- TASK GOAL: Rewrite all of these lines with "indicate" replaced by "locate" wherever it appears, changing nothing else. Leave the pictures out of your answer.

- GIVEN ENTRIES:
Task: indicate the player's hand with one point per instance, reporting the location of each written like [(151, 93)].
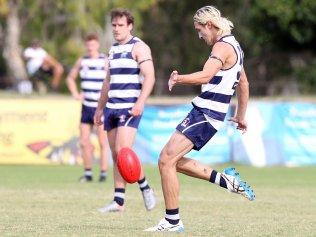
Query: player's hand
[(173, 79), (137, 109), (97, 119), (241, 124)]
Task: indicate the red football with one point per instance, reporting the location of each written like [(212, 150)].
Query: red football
[(128, 165)]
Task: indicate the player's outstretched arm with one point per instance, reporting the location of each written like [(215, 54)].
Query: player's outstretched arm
[(142, 54), (71, 81), (215, 62), (242, 91)]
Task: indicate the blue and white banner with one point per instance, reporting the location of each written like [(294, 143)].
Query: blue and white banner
[(278, 134)]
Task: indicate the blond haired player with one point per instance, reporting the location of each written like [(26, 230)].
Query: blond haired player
[(223, 72)]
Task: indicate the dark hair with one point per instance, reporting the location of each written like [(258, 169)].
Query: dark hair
[(92, 37), (122, 12)]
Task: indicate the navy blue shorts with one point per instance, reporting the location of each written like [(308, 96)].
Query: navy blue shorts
[(197, 128), (87, 114), (114, 118)]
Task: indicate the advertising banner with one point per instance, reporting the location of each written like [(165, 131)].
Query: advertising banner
[(39, 131)]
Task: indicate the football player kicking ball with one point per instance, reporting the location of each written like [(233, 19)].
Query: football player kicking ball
[(223, 72)]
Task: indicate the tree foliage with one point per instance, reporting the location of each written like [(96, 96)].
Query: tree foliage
[(277, 36)]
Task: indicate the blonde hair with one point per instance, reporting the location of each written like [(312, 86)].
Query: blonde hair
[(210, 13)]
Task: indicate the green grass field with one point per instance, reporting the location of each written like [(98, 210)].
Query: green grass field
[(48, 201)]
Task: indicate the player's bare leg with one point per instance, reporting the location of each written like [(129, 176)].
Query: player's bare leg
[(104, 148), (87, 151), (171, 160)]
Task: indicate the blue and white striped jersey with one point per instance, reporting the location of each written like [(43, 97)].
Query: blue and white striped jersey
[(216, 94), (125, 79), (92, 73)]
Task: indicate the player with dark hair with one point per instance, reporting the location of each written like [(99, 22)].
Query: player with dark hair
[(123, 95), (92, 69)]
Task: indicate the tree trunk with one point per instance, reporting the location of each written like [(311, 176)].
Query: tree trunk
[(11, 47)]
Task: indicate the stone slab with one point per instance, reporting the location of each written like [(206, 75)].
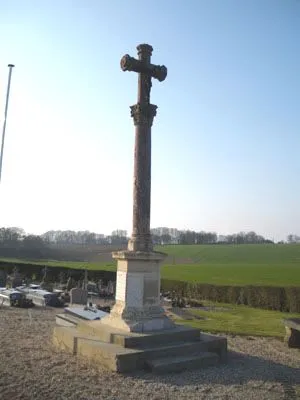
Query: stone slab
[(134, 340), (90, 315), (118, 358), (111, 356), (178, 364)]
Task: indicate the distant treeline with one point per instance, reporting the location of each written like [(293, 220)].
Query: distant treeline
[(14, 242)]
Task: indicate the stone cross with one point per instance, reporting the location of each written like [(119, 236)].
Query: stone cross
[(143, 113)]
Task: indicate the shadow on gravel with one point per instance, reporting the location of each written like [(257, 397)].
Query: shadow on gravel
[(240, 370)]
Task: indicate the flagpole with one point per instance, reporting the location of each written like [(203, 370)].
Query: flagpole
[(10, 66)]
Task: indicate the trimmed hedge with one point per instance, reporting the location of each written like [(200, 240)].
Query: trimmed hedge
[(285, 299), (266, 297)]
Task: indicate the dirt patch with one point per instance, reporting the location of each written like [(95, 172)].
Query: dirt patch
[(31, 369)]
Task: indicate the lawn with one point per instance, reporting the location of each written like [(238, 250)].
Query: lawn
[(240, 320), (267, 264), (235, 274)]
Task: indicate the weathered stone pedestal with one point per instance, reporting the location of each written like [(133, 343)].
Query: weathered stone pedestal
[(137, 307)]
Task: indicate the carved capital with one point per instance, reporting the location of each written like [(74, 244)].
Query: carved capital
[(143, 114)]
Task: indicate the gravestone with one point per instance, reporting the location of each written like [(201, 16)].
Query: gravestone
[(78, 296), (16, 280)]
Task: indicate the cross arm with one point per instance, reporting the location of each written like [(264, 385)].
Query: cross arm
[(155, 71)]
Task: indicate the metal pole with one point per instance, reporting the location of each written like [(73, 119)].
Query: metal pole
[(10, 66)]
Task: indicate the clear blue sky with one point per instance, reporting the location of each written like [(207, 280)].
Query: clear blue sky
[(226, 139)]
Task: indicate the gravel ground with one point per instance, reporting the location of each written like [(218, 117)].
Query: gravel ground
[(31, 369)]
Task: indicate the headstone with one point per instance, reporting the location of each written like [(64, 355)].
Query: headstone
[(3, 277), (17, 280), (78, 296), (137, 307)]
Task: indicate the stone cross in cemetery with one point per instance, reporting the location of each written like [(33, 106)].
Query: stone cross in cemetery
[(143, 113), (137, 307)]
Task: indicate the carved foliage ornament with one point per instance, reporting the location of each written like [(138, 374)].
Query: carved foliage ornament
[(143, 114)]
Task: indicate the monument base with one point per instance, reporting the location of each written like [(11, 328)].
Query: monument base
[(137, 307), (177, 349), (137, 334)]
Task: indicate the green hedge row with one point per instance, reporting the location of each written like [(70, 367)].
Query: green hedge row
[(266, 297)]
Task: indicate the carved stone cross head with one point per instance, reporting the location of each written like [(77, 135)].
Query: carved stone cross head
[(145, 69)]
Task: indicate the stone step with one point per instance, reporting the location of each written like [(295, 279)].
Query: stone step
[(215, 345), (113, 357), (182, 363), (135, 340), (65, 319)]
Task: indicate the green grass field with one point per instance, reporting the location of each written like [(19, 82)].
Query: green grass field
[(240, 320), (271, 265)]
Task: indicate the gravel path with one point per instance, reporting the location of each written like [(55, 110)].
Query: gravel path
[(30, 369)]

- FINAL RESULT:
Task: locate the player's hand with one point per instance, reporting the location of each written like [(151, 93)].
Query: player's hand
[(173, 79), (137, 109), (97, 119), (241, 124)]
Task: locate the red football with one point per instance, reporting the location of each written like [(212, 150)].
Query: red football
[(128, 165)]
Task: locate the player's outstretched arm with one point per instance, reporting the location of each written like [(215, 54)].
Query: player's outstretched arm
[(142, 54), (71, 81), (215, 62), (242, 91)]
Task: locate the blue and white banner with one point per instance, reporting the location of each written like [(294, 143)].
Query: blue and white banner
[(278, 134)]
Task: locate the blond haired player with one point per instance, reporting the location of each written like [(26, 230)].
Query: blond haired player
[(223, 72)]
Task: locate the dark hair with one point per instance, reporting the location of each written like [(258, 169)].
Query: dark hair
[(92, 37), (122, 12)]
Task: locate the navy blue shorts with one point per instance, reporting the location of each written like [(308, 96)].
Query: navy blue shorts
[(197, 128), (87, 114), (114, 118)]
Task: locate the advertising banner with one point per instance, reporting the location of each written like [(165, 131)].
Query: advertising banner
[(39, 131)]
Task: locate the football player kicking ball with one point per instance, reporting the location of each written like [(233, 19)].
Query: football player kicking ball
[(223, 72)]
Task: locate the tree foliage with one point per instance, reporting the location of each written like [(96, 96)].
Query: tree foliage
[(277, 36)]
Task: locate the blonde hair with one point per instance, reporting the location of each written like [(312, 86)].
Query: blonde hair
[(210, 13)]
Task: locate the green grass field with one point per instance, reporting the location of each written like [(98, 210)].
Query: green grass field
[(48, 201)]
Task: locate the player's bare leg with one point per instance, reporting the location of each written like [(129, 176)].
Query: player's bare leg
[(104, 148), (87, 151), (171, 160)]
Task: locate the blue and white striped jersey with one point per instance, reporting the location of each written like [(43, 97)].
Query: blue and white striped jersey
[(216, 94), (125, 79), (92, 73)]
Task: locate the player with dark hair with one point per instance, reporting the location of each written like [(99, 22)].
Query: player with dark hair
[(123, 95), (92, 69)]
Task: locate the tree trunk with one point per instance, reporting the location of each written like [(311, 176)].
Query: tree trunk
[(11, 47)]
Task: locate the stone slab with one point per instance, reporting the location of each written like [(206, 75)].
Query: stone slab
[(134, 340), (90, 315), (118, 358), (111, 356), (178, 364)]
Task: locate the distant treeline with one point per instance, reporting the location of each written like [(293, 220)].
Query: distant treeline
[(14, 242)]
Task: locate the stone cross with one point per instance, reporting the location of each written like [(119, 236)].
Query: stone cross
[(143, 113)]
Task: locate the shadow on gravel with one point per instance, reporting the location of each written like [(257, 397)].
Query: shadow on gravel
[(240, 370)]
Task: locate the flagpole with one point per instance, reporting the location of each written like [(203, 370)].
Query: flagpole
[(10, 66)]
Task: locate the trimmed hedge with one point per instance, reporting the location of each written like [(200, 240)].
Query: trimmed hedge
[(285, 299), (266, 297)]
Task: locate the dirt patch with one point per instance, reporting the location of each written like [(95, 172)].
Query: dirt patch
[(31, 369)]
Task: locate the lawn with one point per instance, reporting the location of each written like [(238, 250)].
Query: lawn
[(240, 320), (267, 264), (235, 274)]
Task: locate the weathered stone pedestal with one point per instance, reporting the location of each written like [(133, 343)].
Query: weathered stone pedestal
[(137, 307)]
Task: locate the carved capital with one point per instance, reporting the location of each written like [(74, 244)].
Query: carved capital
[(143, 114)]
Task: locate the gravestone with one point per instance, reporting the location of each written like [(201, 16)].
Query: gravestone
[(78, 296), (16, 280)]
Task: locate the cross arm with one point per instance, reporting the location of each written like [(264, 385)].
Query: cross arm
[(155, 71)]
Task: locate the metal pole with one point per instance, reporting the location of each written like [(73, 119)].
Query: metal pole
[(10, 66)]
Task: locate the clear blue sky with one point per instance, reporting the location of each written like [(207, 280)].
Query: clear blue sky
[(226, 139)]
Task: locate the gravel ground with one point per instance, reporting the location of each written like [(218, 117)].
Query: gravel ground
[(31, 369)]
Task: locate the headstone with one point per instance, reporting the location of each written like [(64, 355)].
Query: headstone
[(3, 277), (17, 280), (78, 296), (137, 307)]
Task: locate the stone cross in cemetery with one point per instance, reporting the location of each written like [(33, 106)].
Query: stone cross in cemetery
[(143, 113), (137, 307)]
Task: locate the carved foliage ornament with one point per instance, reporting the location of each written like [(138, 374)].
Query: carved foliage ornament
[(143, 114)]
Task: locate the monument base with one point per instance, reporting the location of each written like [(11, 328)].
Query: monument base
[(137, 307), (177, 349), (137, 334)]
Task: locate the green hedge row with one point per instance, reporting the location of each written like [(70, 367)].
Query: green hedge row
[(266, 297)]
Task: locate the carved stone cross head with one point per instance, reporting the location of each written like [(77, 135)].
Query: carved stone cross head
[(145, 69)]
Task: locate the stone step with one point per instance, reporting the location of each written like [(295, 279)].
Query: stone step
[(215, 345), (113, 357), (182, 363), (135, 340), (65, 319)]
Task: locate the green grass field with one point per instance, reporting the location of each written like [(19, 82)].
Query: green grass field
[(240, 320), (271, 265)]
Task: locate the gravel path with one point per instance, reporting the location of each written like [(55, 110)].
Query: gravel path
[(30, 369)]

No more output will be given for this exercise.